Nothing but the exact text of the entries should appear in your answer; pictures stay out.

Stored data =>
····················
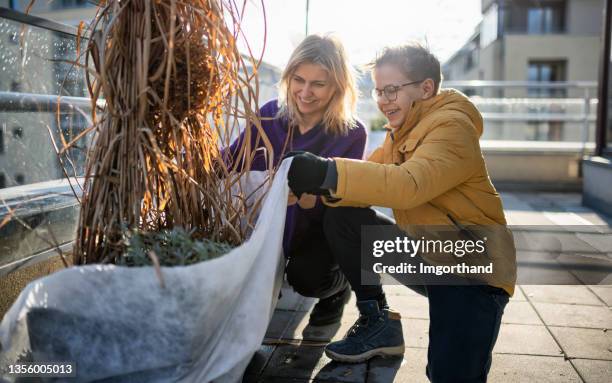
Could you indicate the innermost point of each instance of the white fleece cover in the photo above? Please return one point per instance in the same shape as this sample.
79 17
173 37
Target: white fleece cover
119 325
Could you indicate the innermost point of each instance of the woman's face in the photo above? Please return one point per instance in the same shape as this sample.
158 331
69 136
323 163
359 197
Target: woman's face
396 110
311 89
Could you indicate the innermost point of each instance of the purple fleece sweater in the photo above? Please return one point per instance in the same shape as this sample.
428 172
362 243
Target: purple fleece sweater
315 141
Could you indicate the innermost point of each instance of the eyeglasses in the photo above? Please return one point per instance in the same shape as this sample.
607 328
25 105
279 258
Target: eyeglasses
390 91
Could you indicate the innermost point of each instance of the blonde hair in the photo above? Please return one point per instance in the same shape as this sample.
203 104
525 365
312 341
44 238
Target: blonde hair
328 52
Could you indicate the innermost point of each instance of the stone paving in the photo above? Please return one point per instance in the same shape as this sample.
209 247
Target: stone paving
558 333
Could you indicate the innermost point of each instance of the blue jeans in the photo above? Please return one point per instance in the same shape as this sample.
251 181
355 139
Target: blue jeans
464 319
463 328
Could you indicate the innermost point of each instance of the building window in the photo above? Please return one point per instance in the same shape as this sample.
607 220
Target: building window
546 17
19 178
546 71
15 86
18 132
533 16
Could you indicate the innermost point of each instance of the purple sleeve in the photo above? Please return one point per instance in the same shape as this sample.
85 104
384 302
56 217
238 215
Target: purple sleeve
355 150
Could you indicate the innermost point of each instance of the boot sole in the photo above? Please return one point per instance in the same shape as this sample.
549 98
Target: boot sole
382 352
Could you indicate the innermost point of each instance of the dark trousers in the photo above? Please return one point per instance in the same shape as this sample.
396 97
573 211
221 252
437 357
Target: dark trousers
311 268
464 320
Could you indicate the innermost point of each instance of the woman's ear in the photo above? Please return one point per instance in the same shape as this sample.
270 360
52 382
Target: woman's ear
428 88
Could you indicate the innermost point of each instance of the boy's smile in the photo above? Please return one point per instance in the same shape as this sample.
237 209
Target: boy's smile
396 110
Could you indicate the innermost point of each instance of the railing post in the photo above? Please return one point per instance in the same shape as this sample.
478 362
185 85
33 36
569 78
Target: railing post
585 122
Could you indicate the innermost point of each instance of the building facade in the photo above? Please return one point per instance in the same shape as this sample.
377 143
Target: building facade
534 41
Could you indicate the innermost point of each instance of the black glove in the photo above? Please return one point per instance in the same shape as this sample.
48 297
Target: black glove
307 173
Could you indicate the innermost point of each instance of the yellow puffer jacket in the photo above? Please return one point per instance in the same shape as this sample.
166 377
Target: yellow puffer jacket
432 172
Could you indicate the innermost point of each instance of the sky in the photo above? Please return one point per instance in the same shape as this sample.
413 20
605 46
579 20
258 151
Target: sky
364 26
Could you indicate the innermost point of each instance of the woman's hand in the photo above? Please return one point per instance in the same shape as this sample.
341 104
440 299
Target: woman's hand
292 199
307 201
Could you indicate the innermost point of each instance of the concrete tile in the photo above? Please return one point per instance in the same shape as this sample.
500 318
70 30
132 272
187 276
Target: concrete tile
518 312
409 369
410 307
290 300
518 294
584 343
307 304
531 368
559 314
279 322
400 290
271 379
590 269
594 371
522 217
258 363
543 269
305 362
604 293
561 294
526 339
299 329
416 332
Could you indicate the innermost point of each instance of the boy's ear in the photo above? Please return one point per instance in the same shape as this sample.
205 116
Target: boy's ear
428 88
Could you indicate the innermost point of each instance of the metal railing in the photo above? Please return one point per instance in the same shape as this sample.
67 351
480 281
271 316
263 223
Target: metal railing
585 88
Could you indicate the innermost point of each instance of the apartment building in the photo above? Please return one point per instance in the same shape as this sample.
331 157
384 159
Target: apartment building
534 40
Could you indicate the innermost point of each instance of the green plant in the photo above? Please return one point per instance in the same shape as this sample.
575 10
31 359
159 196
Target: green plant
169 247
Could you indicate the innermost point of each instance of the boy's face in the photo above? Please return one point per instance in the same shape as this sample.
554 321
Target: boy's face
396 108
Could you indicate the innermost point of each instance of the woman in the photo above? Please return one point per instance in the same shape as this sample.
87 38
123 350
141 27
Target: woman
314 113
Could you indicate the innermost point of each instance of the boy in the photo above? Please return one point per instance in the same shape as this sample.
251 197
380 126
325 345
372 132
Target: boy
430 171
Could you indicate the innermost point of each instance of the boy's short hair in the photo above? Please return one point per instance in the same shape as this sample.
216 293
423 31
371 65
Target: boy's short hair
414 59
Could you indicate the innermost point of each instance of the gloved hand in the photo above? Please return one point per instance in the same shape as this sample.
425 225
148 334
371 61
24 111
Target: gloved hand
307 173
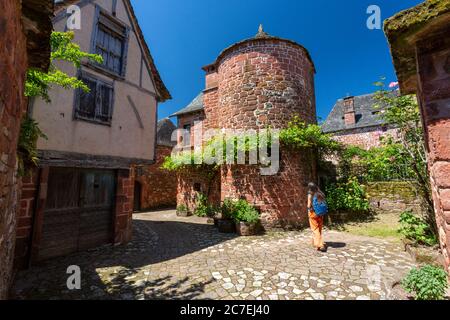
····················
Completed task =>
Could you indicate the innermost point of each instance of the white fleece cover in the photo above? Please return one point per instance in the same shape as this sample.
79 17
173 37
Target: white fleece cover
119 325
Could you indicate the innermost point of each instance of the woman's face in the photo above? Please return one point per instance in the same shape as this sample.
158 331
69 136
323 163
359 197
Target: woman's face
396 110
311 89
Could you indicate the innermost point of each instance of the purple fleece sweater in the photo above? Please return one point per instance in the same shape as this sample.
428 172
362 243
Target: purple fleece sweater
315 141
Could you indicate the innermost point of each instance of the eyeglasses in the photo above? Please return one point per instance in the same shape as this sample.
607 328
25 105
279 258
Target: eyeglasses
390 91
Could you indicate the innermost point of each instance of the blonde hair in the photo above? Please return one point per instance in the same shape as this sample.
203 104
525 365
312 341
44 238
Target: blonde hair
328 52
Could you indicate the innermost point of each instance of the stone paving in the photo above? Please return one point per instance in the same shape as this sample.
209 247
Target: stone paving
558 333
Could you indicate the innermost point of each instance of the blue jeans in the photo above? Please return one point per instance in the same shape as this sample.
251 181
355 139
Target: blue jeans
464 319
463 328
Could you indicate the innermost point of each instance of the building window in the photo above? Please return one point per instance in the same shape as this sample.
607 220
Target: building window
546 17
19 178
546 71
15 86
18 132
533 16
Could you indicate the innermost point of each instance of the purple sleeve in the photo above? Please return one point per instance in the same shape as this sample.
85 104
384 302
56 217
238 215
Target: purple sleeve
355 150
Could you indicate the innermost point of each instance of the boot sole in the photo above? Please return one point per instance in the same shape as this sample.
549 98
Target: boot sole
382 352
Could you indicate the innermost point of each instance of the dark trousers in the photo above? Please return one point per instance in the same shape as this sample.
396 97
573 211
221 252
437 357
Target: dark trousers
311 268
464 320
Could you indicate the innermost point of each instance of the woman's ear in the photo above? Please return one point per instance in the same shape as this sample.
270 360
52 382
Target: woman's ear
428 88
Could you indicate the innermost point of each instance of the boy's smile in the photo above? Please return one point per instance in the same shape as this sample.
237 209
Target: boy's smile
396 110
Could you indicate the innermost point of each instance of the railing post in the photo above? Please return one point per instance in the same shape as this sample.
478 362
185 85
33 36
569 78
Target: railing post
585 122
Could you indicate the innermost point of each instance of the building facade in the photo above? Please return one point per instance in the same shape as this sample.
377 143
Target: building facade
534 41
Could you indicate the innermost point of each instance of the black glove in the photo above? Please return one point per instance in the same shape as this sample.
48 297
Target: black glove
307 173
Could you indicate the innermost point of each instance of the yellow puffer jacket in the photo above? Please return one point per instance in the same shape as this sample.
166 377
Target: yellow puffer jacket
432 172
Could you indicate the innermost point of each instance of the sky in the photo above? Please return one point per instance in the same shape as this sample.
413 20
605 46
579 20
258 151
Target: sky
364 26
Could you indicate the innermost point of each instance of the woman's hand in the photo above? Please return one point per instance in the same shape as this sample.
341 104
440 299
Target: woman's hand
292 199
307 201
Could you indicate the innermost point of each instance of the concrete tile in the photo above? Please return one point per instance in the same shape as this sample.
500 318
70 30
132 272
187 276
Target: concrete tile
518 312
409 369
410 307
290 300
518 294
584 343
307 304
531 368
559 314
279 322
400 290
271 379
590 269
594 371
522 217
258 363
543 269
305 362
604 293
561 294
526 339
299 329
416 332
Could you indicate the innermost point of each instance of the boy's ear in the photo above? Please return one point per instance in the same shape as this sample.
205 116
Target: boy's ear
428 88
Could you indicate the innermost point of each instance of the metal railing in the photo above? Please return one point per instance in the same shape as this sample.
67 351
480 281
271 316
263 223
Target: metal railing
585 88
Could you indicate the innermost point of each instance of the apartment building in the photo above? Please return one point per instance in the same shape as this sample.
331 157
384 159
Target: apartment building
534 40
Could you indicate the innermost point of each instance of the green plant in the photo above? Please return one point per instance in the same shape as this sample.
575 10
31 359
159 196
Target: green plant
169 247
Could you indicate the innermost point of each instance of the boy's face in the photo above? Please return one point per instance in the same shape as this sample.
554 321
Target: boy's face
396 108
Could you indicate the innermost point of each instance of the woman in the photo above? Please return one point per instance in the same shape as this sample.
87 38
123 350
141 27
Target: woman
314 113
Could you indicate the innermost point of each instance of the boy in the photo above? Please return one point per instance in the same shape as this sample.
251 197
380 126
325 345
372 132
Target: boy
430 171
Could you indicate the innermost point of each instance of the boy's short hair in the photo above? Please return one point per instance in the same shape as this sample.
216 293
423 31
371 65
Target: boy's short hair
414 59
Could you indicate the innermost point of each instance of the gloved hand in the photo above? Please return one point per instance in the same shape as this sample.
425 225
148 334
371 61
24 111
Target: gloved hand
307 173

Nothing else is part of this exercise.